Given task 1: From the text on preselling travel points, transcribe the part that opens with the words containing "How preselling travel" and closes with "increase customer loyalty.".
Given task 2: According to the text on preselling travel points, why does the credit card company get the better end of the deal in a presale? Answer in one to three sentences.

Text excerpt:
How preselling travel points works

Quite a few travel providers partner with credit card companies. Through these partnerships, the credit card company offers co-branded cards tied to the travel provider's loyalty program.

American Express and Hilton, for example, are partners -- American Express offers credit cards that earn Hilton Honors points. When you use one of those cards to earn points, American Express buys the points from Hilton at a rate the two companies agreed to. Like any good partnership, there are benefits for both sides:

  • The credit card company can acquire more cardholders and make money from transaction fees.
  • The travel provider makes money by selling points to the credit card company. By offering credit cards in its loyalty program, the travel provider can also increase customer loyalty.

A presale means the credit card company is buying a bundle of points (or frequent flyer miles) to use later. In this situation, the credit card company gets the better end of the deal, because it can pay a discounted rate on the points. For the travel provider, this is usually a survival strategy. It gets the money it needs to stay afloat, but sacrifices future earnings and sells points at a lower rate.

Raw records:
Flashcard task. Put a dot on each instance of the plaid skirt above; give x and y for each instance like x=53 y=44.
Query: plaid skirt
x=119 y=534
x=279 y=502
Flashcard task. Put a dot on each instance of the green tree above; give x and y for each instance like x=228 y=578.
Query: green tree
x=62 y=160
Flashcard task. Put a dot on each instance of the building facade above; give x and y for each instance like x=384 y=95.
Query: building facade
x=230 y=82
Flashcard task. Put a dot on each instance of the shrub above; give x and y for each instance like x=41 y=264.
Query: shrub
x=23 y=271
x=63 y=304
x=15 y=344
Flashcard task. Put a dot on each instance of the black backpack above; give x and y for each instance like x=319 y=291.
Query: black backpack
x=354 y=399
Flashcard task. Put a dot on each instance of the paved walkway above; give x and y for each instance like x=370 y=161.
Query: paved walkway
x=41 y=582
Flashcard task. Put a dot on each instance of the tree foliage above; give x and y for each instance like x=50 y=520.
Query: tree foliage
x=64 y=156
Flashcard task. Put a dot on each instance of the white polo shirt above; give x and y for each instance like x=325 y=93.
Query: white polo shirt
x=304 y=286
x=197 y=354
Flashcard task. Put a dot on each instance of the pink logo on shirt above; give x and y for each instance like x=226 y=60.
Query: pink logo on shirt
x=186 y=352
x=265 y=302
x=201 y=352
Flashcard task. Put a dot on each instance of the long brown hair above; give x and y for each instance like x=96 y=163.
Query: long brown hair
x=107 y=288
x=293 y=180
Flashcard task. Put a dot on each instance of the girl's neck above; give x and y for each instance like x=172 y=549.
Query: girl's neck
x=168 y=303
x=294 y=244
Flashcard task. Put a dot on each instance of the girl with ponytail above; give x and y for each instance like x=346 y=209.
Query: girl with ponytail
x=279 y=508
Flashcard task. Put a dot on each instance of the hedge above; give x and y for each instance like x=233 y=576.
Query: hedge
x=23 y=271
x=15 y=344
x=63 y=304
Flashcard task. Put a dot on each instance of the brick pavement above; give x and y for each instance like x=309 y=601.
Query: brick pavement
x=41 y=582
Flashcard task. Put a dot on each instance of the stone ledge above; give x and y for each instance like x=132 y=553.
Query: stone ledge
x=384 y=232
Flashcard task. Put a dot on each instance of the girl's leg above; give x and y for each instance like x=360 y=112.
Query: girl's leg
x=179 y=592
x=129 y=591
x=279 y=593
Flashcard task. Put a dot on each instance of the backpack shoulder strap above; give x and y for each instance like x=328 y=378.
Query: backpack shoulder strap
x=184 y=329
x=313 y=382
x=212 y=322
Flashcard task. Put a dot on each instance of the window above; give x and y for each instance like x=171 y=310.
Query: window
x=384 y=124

Written solution 1:
How preselling travel points works

Quite a few travel providers partner with credit card companies. Through these partnerships, the credit card company offers co-branded cards tied to the travel provider's loyalty program.

American Express and Hilton, for example, are partners -- American Express offers credit cards that earn Hilton Honors points. When you use one of those cards to earn points, American Express buys the points from Hilton at a rate the two companies agreed to. Like any good partnership, there are benefits for both sides:

  • The credit card company can acquire more cardholders and make money from transaction fees.
  • The travel provider makes money by selling points to the credit card company. By offering credit cards in its loyalty program, the travel provider can also increase customer loyalty.

Written solution 2: The credit card company gets the better end of the deal because it can pay a discounted rate on the bundle of points it buys for later use. The travel provider, meanwhile, sells its points at a lower rate and gives up future earnings.